__Consegna 1__:
Rispondi alle seguenti domande basandoti sul brano sulla perimplantite.
(a) Quali batteri sono stati riscontrati in siti affetti da patologia perimplantare?
(b) Quanti anni ha la paziente descritta nella sezione "Materiali e metodi"?
(c) Quale trattamento protesico aveva ricevuto la paziente nell'arcata inferiore?
__Consegna 2__: Prosegui il brano sulla perimplantite, ripartendo dopo la sua ultima frase.

__Brano di partenza__:

+-------+

Trials clinici hanno dimostrato che il fallimento implantare non è ascrivibile solamente a un sovraccarico funzionale. Nella maggior parte dei casi l’infezione rappresenta la causa fondamentale di insuccesso e i pazienti che controllano il biofilm batterico mediante una buona decontaminazione domiciliare e professionale tendono a mantenere la salute perimplantare più a lungo.
Introduzione
Trials clinici hanno dimostrato che il fallimento implantare non è ascrivibile solamente a un sovraccarico funzionale. Nella maggior parte dei casi l’infezione rappresenta la causa fondamentale di insuccesso e i pazienti che controllano il biofilm batterico mediante una buona decontaminazione domiciliare e professionale tendono a mantenere la salute perimplantare più a lungo. D’altro canto in seguito all’accumulo di placca batterica e dopo un periodo di tempo sufficiente allo sviluppo d’infezione, le lesioni progrediscono nei siti peri-implantari esattamente come avviene sui denti naturali.
Le infezioni biologiche dei tessuti peri-implantari rappresentano la complicanza più difficile e diffusa dell’implantologia moderna, poiché non esistono ancora protocolli efficaci per l’arresto completo della perimplantite. Studi clinici hanno dimostrato la somiglianza tra microflora associata alle peri-implantiti e microflora associata alla malattia parodontale: Porphyromonas gingivalis, Tanerella forsythia e Treponema denticola sono stati riscontrati in siti affetti da patologia perimplantare. Pur considerata la somiglianza tra parodontite e perimplantite e che i criteri diagnostici impiegati nella valutazione della perimplantite sono gli stessi utilizzati nella parodontite, la gravità delle due patologie non può essere considerata equivalente, per la differenza tra perimpianto e parodonto. Dopo una terapia implantare, il paziente deve essere sottoposto a un accurato programma di mantenimento. L’applicazione della terapia fotodinamica, come terapia coadiuvante per le perimplantiti, è stata fonte di discussione negli ultimi anni. Studi in vitro e in vivo, di differenti autori, descrivono la reale diminuzione dell’infiammazione nell’arco di poco tempo con l’ausilio di questa nuova tecnologia.
Materiali e metodi
Si presenta alla nostra attenzione all’appuntamento per l’igiene orale professionale, una paziente di sesso femminile di 65 anni, non fumatrice, in buona salute sistemica, in fase di mantenimento dopo terapia implantare; la paziente aveva ricevuto un trattamento protesico con toronto bridge a carico immediato nell’arcata inferiore e una riabilitazione protesica mista nell’arcata superiore: nel gruppo frontale (da canino a canino) era stata applicata una protesi fissa in oro-ceramica su denti naturali, e nei settori posteriori di entrambi i quadranti erano state applicate due protesi fisse in metallo-ceramica su impianti, separate dal gruppo anteriore. La paziente riferiva dolenzia durante le fasi di spazzolamento in corrispondenza dell’emergenza delle superfici implantari e alitosi.

+-------+

(Dati di localizzazione dei punti)
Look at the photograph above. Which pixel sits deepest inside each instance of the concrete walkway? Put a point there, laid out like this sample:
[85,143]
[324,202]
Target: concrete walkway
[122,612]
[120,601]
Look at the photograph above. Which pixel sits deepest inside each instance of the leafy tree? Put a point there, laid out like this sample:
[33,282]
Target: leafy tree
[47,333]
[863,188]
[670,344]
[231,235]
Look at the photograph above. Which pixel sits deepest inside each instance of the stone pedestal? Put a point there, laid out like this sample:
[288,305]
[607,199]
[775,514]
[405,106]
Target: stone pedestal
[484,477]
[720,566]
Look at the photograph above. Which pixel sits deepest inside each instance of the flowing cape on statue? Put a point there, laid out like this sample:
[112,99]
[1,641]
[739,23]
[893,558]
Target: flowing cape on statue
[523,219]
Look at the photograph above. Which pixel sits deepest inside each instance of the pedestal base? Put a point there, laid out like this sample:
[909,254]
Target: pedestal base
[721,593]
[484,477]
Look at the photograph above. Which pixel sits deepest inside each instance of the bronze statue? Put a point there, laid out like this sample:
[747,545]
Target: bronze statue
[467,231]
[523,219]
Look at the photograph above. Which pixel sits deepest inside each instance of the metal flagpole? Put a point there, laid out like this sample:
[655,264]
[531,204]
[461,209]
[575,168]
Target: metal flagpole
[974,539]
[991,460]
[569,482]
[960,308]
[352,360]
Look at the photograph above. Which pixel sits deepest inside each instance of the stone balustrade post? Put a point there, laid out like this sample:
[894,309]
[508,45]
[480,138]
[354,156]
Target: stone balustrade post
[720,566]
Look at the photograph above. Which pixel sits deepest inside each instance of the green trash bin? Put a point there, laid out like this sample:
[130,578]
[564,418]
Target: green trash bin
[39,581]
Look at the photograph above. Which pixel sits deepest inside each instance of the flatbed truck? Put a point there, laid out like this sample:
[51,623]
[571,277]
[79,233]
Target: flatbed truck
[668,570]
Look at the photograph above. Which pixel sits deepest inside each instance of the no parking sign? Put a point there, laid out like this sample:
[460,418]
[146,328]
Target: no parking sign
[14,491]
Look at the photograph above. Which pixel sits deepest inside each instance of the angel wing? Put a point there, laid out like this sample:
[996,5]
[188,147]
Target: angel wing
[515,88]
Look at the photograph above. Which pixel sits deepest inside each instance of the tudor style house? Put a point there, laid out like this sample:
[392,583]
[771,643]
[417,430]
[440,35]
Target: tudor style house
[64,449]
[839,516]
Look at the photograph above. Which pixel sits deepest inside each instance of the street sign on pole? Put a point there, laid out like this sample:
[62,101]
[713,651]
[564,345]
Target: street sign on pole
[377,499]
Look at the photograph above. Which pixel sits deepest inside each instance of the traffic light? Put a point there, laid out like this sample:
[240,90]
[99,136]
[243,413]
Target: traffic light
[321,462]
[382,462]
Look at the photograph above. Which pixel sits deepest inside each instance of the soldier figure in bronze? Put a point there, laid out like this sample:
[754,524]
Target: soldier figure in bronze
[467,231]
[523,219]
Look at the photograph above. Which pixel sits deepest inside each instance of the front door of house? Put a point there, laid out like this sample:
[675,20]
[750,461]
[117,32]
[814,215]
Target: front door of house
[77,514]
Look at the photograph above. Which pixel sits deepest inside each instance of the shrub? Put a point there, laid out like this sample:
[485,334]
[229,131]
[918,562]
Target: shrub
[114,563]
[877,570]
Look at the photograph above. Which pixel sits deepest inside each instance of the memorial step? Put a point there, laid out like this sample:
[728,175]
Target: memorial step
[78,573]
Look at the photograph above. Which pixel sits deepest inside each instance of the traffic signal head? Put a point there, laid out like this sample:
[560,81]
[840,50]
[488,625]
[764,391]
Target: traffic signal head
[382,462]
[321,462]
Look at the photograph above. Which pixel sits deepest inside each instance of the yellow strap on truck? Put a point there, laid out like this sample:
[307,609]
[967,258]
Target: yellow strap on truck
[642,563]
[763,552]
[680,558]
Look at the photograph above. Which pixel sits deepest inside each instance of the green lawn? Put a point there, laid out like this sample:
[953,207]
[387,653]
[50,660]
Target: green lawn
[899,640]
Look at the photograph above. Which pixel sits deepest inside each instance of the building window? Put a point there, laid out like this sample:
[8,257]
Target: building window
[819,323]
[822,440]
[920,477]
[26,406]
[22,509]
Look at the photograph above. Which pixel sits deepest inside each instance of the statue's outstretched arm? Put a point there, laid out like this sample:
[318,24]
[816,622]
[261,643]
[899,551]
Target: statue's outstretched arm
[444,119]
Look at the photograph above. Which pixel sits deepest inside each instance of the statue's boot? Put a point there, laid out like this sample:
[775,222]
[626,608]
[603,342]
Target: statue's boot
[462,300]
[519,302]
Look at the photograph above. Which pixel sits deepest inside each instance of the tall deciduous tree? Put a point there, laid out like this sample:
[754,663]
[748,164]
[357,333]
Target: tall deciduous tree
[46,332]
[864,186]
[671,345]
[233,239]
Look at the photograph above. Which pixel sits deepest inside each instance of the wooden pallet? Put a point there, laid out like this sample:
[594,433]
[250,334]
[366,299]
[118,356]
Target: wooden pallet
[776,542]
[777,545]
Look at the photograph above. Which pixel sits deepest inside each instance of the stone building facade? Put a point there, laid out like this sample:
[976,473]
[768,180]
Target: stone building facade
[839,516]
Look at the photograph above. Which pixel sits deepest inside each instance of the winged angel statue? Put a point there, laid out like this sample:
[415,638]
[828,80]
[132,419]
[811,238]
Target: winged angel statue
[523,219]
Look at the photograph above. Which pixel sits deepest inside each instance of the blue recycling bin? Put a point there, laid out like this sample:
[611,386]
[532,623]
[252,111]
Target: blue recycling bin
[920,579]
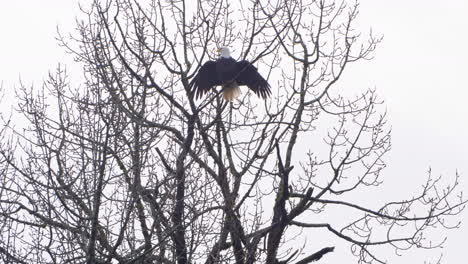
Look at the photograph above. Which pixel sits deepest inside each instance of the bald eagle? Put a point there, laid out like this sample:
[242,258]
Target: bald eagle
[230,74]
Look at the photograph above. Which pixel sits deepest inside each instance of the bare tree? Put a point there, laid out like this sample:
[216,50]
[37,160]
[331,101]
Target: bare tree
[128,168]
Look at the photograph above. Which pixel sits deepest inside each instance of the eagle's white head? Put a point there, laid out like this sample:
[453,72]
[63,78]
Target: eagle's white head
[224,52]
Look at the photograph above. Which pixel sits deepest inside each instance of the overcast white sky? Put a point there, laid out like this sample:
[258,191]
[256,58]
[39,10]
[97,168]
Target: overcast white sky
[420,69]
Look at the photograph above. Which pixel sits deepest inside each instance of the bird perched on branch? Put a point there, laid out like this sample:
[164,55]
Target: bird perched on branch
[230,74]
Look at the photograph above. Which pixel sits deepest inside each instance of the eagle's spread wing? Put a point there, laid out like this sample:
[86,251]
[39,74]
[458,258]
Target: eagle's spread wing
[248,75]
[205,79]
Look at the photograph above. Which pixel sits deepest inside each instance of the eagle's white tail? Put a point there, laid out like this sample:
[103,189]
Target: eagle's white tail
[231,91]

+-------+

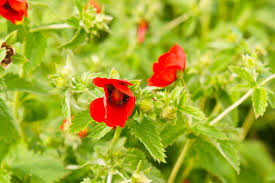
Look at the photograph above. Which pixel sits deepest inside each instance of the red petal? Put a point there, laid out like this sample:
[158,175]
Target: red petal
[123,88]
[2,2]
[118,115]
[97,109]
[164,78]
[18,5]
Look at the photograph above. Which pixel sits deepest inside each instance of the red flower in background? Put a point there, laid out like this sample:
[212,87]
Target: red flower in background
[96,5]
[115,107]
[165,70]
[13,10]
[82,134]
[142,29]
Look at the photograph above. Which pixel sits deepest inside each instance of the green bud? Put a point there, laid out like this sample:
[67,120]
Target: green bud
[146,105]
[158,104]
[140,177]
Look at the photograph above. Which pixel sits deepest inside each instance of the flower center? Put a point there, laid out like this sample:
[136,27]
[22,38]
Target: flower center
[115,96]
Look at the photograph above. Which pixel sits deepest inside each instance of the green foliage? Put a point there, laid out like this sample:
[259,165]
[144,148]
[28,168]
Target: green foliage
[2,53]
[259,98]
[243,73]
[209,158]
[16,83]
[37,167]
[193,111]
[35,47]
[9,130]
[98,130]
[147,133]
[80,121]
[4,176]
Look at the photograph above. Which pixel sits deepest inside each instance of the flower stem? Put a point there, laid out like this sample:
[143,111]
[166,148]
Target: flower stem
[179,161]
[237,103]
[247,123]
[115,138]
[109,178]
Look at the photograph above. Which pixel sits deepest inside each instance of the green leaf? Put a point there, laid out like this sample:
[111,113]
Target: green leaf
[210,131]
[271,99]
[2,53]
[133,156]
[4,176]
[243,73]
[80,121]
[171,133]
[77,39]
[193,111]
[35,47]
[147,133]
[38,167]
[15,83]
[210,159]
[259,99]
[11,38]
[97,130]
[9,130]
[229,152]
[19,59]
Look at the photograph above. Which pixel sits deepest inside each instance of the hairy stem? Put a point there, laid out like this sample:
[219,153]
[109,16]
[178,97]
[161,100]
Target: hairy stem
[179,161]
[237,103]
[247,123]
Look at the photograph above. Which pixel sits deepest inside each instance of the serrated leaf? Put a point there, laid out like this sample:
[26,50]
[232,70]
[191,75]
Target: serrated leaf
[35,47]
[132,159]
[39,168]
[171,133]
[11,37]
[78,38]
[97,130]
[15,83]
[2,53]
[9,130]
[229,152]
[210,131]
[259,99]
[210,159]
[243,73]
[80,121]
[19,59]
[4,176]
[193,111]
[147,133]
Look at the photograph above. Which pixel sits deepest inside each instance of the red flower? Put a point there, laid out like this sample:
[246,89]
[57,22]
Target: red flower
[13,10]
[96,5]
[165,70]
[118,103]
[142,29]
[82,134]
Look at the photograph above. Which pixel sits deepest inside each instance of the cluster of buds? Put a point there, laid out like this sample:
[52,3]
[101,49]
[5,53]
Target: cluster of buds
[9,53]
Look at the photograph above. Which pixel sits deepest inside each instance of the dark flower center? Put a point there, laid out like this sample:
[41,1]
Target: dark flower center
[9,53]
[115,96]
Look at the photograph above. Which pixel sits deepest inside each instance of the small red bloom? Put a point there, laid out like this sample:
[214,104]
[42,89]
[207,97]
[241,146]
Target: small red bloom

+-------+

__Risposta attesa 1__:
(a) Porphyromonas gingivalis, Tanerella forsythia e Treponema denticola.
(b) 65 anni.
(c) Un toronto bridge a carico immediato.

__Risposta attesa 2__:
La paziente non aveva rispettato gli appuntamenti di richiamo per la visita di controllo e per la terapia di supporto; all’esame obiettivo del cavo orale mostrava chiari segni di controllo di placca domiciliare inefficace, con presenza di biofilm batterico sulla superficie implantare e alla base della protesi nell’arcata inferiore. Le mucose perimplantari manifestavano arrossamento e mucosite e presenza di gengivite marginale a livello del gruppo frontale superiore e presenza di placca sul dorso della lingua.
Prima di procedere con la decontaminazione, si è proceduto al rilevamento del livello di alitosi con Halimeter ed è stata riscontrata alitosi di livello medio.
Prima di iniziare il trattamento è stato applicato un rilevatore di placca alla fluoresceina (Ivoclar) per evidenziare i siti maggiormente interessati da accumulo di placca, per motivare la paziente a una più efficace disorganizzazione del biofilm batterico, anche sul dorso linguale che appariva coperto da uno strato di biofilm. Sono stati rilevati gli indici di placca e sanguinamento.
Veniva eseguito sondaggio a sei punti per verificare la presenza di tasche con una sonda in materiale plastico per non compromettere le superfici degli impianti. Si riscontra sanguinamento al sondaggio nei settori frontali superiori ed inferiori.
Decontaminazione
Si inizia la decontaminazione del cavo orale con l’utilizzo di air-polishing di ultima generazione con polvere di glicina, solubile in acqua, formata da particelle più piccole (<63 μm) rispetto alla polvere di bicarbonato di sodio; si procede poi con ablatore a ultrasuoni con inserto Mectron P10 per eliminare i depositi di placca organizzata più persistenti.
Il secondo step ha previsto l’utilizzo di strumenti manuali in Teflon, specifici per le superfici implantari, per il raggiungimento di zone difficilmente trattabili con strumentazione classica.
Infine, dopo aver decontaminato il cavo orale, la paziente viene sottoposta a una seduta di terapia fotodinamica Helbo (Bredent), che agisce tramite l’inattivazione di cellule, microorganismi o molecole, indotta dalla luce e non dal calore riducendo i batteri del 99%.
Questa terapia prevede l’applicazione del cromoforo Helbo Blue Photosensitize (Bredent) che viene lasciato agire per almeno un minuto in ogni sito da trattatare, aumentando il tempo di permanenza nelle tasche più profonde. Quindi si procede al risciacquo del liquido in eccesso e all’esposizione del laser.
L’esposizione viene effettuata nei 6 punti del dente (vestibolare: mesiale, centrale, distale e orale: mesiale, centrale, distale) con un movimento circolare intorno all’impianto, senza mai uscire dal solco, con tempo di permanenza di 10 secondi per sito.
Protocollo domiciliare
È stato consigliato un protocollo di mantenimento igienico domiciliare che prevede l’utilizzo di spazzolino elettrico oscillante-rotante, scovolini Tepe extra-soft (misura 0,45 per l’arcata superiore e 1,1 per l’arcata inferiore), collutorio agli olii essenziali in formulazione senza alcool in posologia di due sciacqui al giorno da 30 secondi dopo igiene orale e compresse Hali-Z,un integratore alimentare a base di zinco, olii essenziali e menta piperita (interalia), da utilizzare al bisogno per controllare l’alitosi.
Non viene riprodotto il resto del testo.